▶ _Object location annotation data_
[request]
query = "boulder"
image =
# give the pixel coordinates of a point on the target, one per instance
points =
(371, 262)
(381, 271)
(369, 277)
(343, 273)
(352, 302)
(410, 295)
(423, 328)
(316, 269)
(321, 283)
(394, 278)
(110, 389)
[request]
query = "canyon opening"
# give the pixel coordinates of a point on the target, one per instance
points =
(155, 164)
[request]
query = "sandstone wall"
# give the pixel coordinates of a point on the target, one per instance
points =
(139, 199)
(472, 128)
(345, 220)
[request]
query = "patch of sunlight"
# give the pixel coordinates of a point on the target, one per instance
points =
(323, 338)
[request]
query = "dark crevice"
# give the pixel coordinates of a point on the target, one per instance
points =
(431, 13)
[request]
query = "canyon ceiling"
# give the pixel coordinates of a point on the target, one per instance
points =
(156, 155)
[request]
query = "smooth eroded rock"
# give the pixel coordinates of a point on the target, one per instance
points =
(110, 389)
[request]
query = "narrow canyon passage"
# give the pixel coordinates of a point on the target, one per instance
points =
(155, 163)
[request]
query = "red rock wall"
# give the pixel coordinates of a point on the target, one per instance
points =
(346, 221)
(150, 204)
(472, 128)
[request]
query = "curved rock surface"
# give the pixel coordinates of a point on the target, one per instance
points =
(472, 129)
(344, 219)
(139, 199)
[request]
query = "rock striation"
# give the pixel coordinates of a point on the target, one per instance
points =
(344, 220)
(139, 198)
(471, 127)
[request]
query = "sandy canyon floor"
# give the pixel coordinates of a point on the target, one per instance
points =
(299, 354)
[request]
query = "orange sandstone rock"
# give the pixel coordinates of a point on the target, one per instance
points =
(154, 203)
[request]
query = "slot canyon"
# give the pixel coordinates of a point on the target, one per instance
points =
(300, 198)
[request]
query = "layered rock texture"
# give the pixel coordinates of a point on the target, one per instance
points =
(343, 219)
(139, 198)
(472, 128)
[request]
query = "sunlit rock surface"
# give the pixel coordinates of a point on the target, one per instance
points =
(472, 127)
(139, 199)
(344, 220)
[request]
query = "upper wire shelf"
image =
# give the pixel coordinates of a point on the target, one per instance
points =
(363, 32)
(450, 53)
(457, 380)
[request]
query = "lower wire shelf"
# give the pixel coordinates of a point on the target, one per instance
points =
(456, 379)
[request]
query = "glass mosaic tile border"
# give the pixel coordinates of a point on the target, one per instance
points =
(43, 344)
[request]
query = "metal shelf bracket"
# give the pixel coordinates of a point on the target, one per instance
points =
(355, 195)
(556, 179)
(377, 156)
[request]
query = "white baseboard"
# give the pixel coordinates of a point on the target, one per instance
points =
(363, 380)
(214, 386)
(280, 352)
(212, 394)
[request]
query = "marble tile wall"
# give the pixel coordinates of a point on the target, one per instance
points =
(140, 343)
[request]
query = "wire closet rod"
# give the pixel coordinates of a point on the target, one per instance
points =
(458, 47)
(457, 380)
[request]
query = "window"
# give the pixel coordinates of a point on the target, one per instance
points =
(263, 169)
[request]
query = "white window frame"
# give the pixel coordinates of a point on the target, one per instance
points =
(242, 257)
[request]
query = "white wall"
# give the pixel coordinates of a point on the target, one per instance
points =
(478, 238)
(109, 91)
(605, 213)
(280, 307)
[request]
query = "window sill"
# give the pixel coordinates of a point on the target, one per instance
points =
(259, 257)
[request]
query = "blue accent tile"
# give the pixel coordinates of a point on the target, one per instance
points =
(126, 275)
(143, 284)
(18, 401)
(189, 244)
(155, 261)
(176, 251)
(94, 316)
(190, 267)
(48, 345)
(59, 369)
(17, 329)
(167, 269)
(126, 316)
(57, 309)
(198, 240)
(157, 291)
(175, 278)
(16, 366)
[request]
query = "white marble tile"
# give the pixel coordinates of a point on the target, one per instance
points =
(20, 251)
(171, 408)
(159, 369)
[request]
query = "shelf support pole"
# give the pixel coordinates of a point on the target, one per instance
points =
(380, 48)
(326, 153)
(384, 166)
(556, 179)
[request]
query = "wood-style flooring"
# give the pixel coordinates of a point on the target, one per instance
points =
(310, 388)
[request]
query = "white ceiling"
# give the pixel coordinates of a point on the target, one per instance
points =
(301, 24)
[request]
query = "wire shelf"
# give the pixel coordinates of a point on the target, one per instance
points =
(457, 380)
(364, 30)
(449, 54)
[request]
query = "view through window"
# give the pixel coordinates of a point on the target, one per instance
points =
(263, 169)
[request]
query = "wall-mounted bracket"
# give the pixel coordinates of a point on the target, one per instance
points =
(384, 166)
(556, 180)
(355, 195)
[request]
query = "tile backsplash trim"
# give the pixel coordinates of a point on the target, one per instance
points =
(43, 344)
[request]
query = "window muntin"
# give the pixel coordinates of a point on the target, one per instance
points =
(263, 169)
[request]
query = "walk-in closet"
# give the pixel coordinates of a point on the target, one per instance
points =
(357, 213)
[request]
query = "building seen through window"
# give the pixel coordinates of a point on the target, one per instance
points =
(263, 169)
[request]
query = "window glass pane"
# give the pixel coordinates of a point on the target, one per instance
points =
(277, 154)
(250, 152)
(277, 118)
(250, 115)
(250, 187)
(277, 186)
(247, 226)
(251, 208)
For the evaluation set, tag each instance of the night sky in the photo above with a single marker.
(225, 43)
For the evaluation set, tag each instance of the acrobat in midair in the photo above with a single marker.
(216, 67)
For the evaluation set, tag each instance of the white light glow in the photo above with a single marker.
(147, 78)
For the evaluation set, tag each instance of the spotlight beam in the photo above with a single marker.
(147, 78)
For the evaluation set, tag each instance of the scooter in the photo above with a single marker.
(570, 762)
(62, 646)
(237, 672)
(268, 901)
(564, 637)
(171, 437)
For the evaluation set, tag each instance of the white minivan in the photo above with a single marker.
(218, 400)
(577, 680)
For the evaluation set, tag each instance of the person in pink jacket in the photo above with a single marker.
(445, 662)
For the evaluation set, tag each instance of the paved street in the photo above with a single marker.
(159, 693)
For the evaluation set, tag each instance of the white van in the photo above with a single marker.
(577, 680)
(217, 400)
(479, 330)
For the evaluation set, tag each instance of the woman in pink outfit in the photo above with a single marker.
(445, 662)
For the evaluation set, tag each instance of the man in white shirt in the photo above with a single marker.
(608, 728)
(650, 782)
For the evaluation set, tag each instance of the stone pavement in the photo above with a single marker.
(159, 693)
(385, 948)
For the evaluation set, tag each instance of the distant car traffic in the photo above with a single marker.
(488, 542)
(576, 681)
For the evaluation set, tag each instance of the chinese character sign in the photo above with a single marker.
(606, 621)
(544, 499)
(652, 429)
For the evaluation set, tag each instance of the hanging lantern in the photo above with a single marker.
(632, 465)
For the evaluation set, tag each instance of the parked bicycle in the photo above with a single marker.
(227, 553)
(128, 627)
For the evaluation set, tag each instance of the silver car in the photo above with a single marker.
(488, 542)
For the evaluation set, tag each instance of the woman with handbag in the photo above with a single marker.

▶ _The task_
Would you give the material above again, complete and exact?

▶ _Problem solution_
[request]
query = "boulder"
image =
# give the pixel coordinates of a point on the target, one per instance
points =
(371, 262)
(381, 271)
(369, 277)
(343, 273)
(352, 302)
(410, 295)
(423, 328)
(316, 269)
(321, 283)
(394, 278)
(110, 389)
[request]
query = "canyon opening"
# give the pixel coordinates of a point on the target, one per instance
points =
(155, 164)
[request]
query = "sandstone wall"
# give the pixel coordinates of a point on the target, one per instance
points =
(139, 199)
(472, 128)
(345, 220)
[request]
query = "patch of sunlight"
# give the pixel coordinates of a point on the target, one per instance
points =
(323, 338)
[request]
query = "dark crevice"
# give the pixel coordinates of a point on the target, one per instance
points =
(431, 13)
[request]
query = "canyon ceiling"
# give the pixel coordinates of a point on the target, one per instance
points =
(156, 155)
[request]
query = "smooth eroded rock"
# give the pixel coordinates of a point on the target, one per instance
points =
(110, 389)
[request]
query = "narrow canyon passage"
# give the pixel coordinates of a point on the target, one per instance
points =
(155, 163)
[request]
query = "red rock wall"
# give the pixel coordinates of a point on the target, one per instance
points =
(346, 221)
(150, 204)
(472, 128)
[request]
query = "curved rock surface"
# give the pixel coordinates of a point on the target, one per instance
points =
(472, 129)
(344, 219)
(139, 199)
[request]
query = "rock striation"
# give the pixel coordinates of a point on the target, one per instance
points =
(344, 220)
(139, 198)
(471, 127)
[request]
query = "sandy canyon floor"
# give the pixel coordinates of a point on the target, one per instance
points =
(299, 354)
[request]
query = "orange sandstone rock"
# give the pixel coordinates of a point on the target, one per instance
points =
(154, 203)
[request]
query = "slot canyon"
# give the pixel coordinates of a point on the target, one per instance
points =
(300, 198)
[request]
query = "layered rock texture"
# give the pixel coordinates of a point on the target, one per instance
points =
(343, 219)
(139, 198)
(472, 128)
[request]
query = "sunlit rock surface"
# give the pixel coordinates of a point on the target, one per instance
points =
(472, 127)
(139, 199)
(344, 220)
[request]
query = "upper wire shelf"
image =
# give the pixel coordinates of a point on the target, one per instance
points =
(363, 32)
(450, 53)
(457, 380)
[request]
query = "lower wire shelf"
# give the pixel coordinates of a point on the target, one per instance
points =
(456, 379)
[request]
query = "glass mosaic tile border"
# give the pixel coordinates of a point on the target, one per instance
points =
(43, 344)
[request]
query = "metal shelf bracket"
# give the pixel coordinates of a point on the target, one per instance
points =
(355, 195)
(556, 179)
(377, 156)
[request]
query = "white baseboard"
# give the pixel coordinates of a point on the target, one per instance
points =
(363, 380)
(214, 386)
(280, 352)
(212, 394)
[request]
query = "marble tile wall"
# give the pixel coordinates of a point on the target, one per instance
points =
(140, 343)
[request]
query = "wire closet rod"
# give the pixel coordinates of a point on the target, one per instance
points =
(458, 47)
(457, 380)
[request]
query = "window"
# give the pixel coordinates of a point on the target, one per instance
points =
(263, 169)
[request]
query = "white window frame"
# give the pixel coordinates of a point on the target, one per instance
points =
(242, 257)
[request]
query = "white wall"
# give the pixel coordinates of a point on the target, one per instance
points =
(478, 238)
(109, 91)
(605, 213)
(280, 307)
[request]
query = "window sill"
# give the pixel coordinates of a point on the target, one per instance
points =
(259, 257)
[request]
query = "blue accent tile"
# give the pixel coordinates of a point on the target, one per instance
points =
(126, 275)
(143, 284)
(18, 401)
(189, 244)
(155, 261)
(176, 251)
(94, 316)
(190, 267)
(48, 345)
(59, 369)
(17, 329)
(167, 269)
(126, 316)
(57, 309)
(198, 240)
(157, 291)
(175, 278)
(16, 366)
[request]
query = "white marble tile"
# give the pixel coordinates of a point on the target, one per instance
points =
(20, 251)
(171, 408)
(159, 369)
[request]
query = "shelf support pole"
# give the pixel coordinates of a point on the target, one per instance
points =
(380, 48)
(326, 153)
(384, 166)
(556, 179)
[request]
query = "wood-style flooring"
# give the pixel coordinates of a point on the target, one per instance
points =
(310, 388)
[request]
query = "white ceiling"
# give the pixel coordinates of a point on the target, one per instance
points =
(301, 24)
[request]
query = "wire shelf"
# give the pixel coordinates of a point on the target, one per instance
points =
(457, 380)
(364, 30)
(449, 54)
[request]
query = "view through window"
# give the pixel coordinates of a point on the target, one per instance
points =
(263, 169)
[request]
query = "wall-mounted bracket"
# give the pixel coordinates of a point on the target, one per instance
points =
(384, 166)
(556, 180)
(355, 195)
[request]
query = "tile backsplash trim"
# give the pixel coordinates of a point on the target, one per instance
points =
(43, 344)
[request]
query = "window muntin"
# give the pixel coordinates of a point on the target, one per instance
points =
(263, 169)
[request]
query = "walk-in closet"
# give the pixel coordinates of a point on the target, one per instance
points =
(357, 213)
[request]
query = "building seen through window"
# give the pixel coordinates of a point on the target, one per instance
points =
(263, 169)
[request]
query = "window glass pane"
# give the pixel coordinates of a point on the target, one per instance
points =
(277, 154)
(250, 152)
(277, 118)
(250, 115)
(250, 187)
(277, 186)
(247, 226)
(251, 208)
For the evaluation set, tag each instance of the night sky in the photo above with a single marker.
(225, 43)
For the evaluation set, tag each instance of the acrobat in midair in the photo above with a single marker.
(216, 67)
For the evaluation set, tag each instance of the white light glow in the photo above with a single marker.
(147, 78)
For the evaluation set, tag each instance of the spotlight beam in the photo above with a single marker.
(147, 78)
For the evaluation set, tag each instance of the scooter in the photo above with a single marker.
(570, 762)
(62, 646)
(237, 672)
(268, 901)
(564, 637)
(171, 437)
For the evaluation set, tag each instance of the white minivan in the photo above with a single marker.
(218, 400)
(577, 680)
For the evaluation set, tag each instance of the person in pink jacket in the photo above with a single marker.
(445, 662)
For the evaluation set, tag each instance of the paved street in the photo above with a single marker.
(159, 693)
For the evaluation set, tag each instance of the white van in the photo above with a single marker.
(577, 680)
(217, 400)
(479, 330)
For the evaluation set, tag each instance of the woman in pink outfit in the photo above with a single marker.
(445, 662)
For the evaluation set, tag each instance of the man in white shirt in the photo above with a single marker.
(608, 728)
(650, 782)
For the evaluation set, tag each instance of the stone pavement in the photo above with a single marker.
(159, 693)
(385, 948)
For the evaluation set, tag each instance of the distant car traffic in the photo above with a single marker.
(488, 542)
(576, 681)
For the evaluation set, tag each instance of the chinese character sign in the photo above with a single marker.
(606, 621)
(544, 499)
(652, 429)
For the evaluation set, tag each instance of the hanging lantern in the photo above with a single marker.
(632, 465)
For the evaluation set, tag each instance of the parked bicycle in the photo above with a single marker.
(227, 553)
(128, 627)
For the evaluation set, tag each instance of the silver car in the photo above with a single marker.
(488, 542)
For the evaluation set, tag each instance of the woman with handbag in the photo above with a single marker.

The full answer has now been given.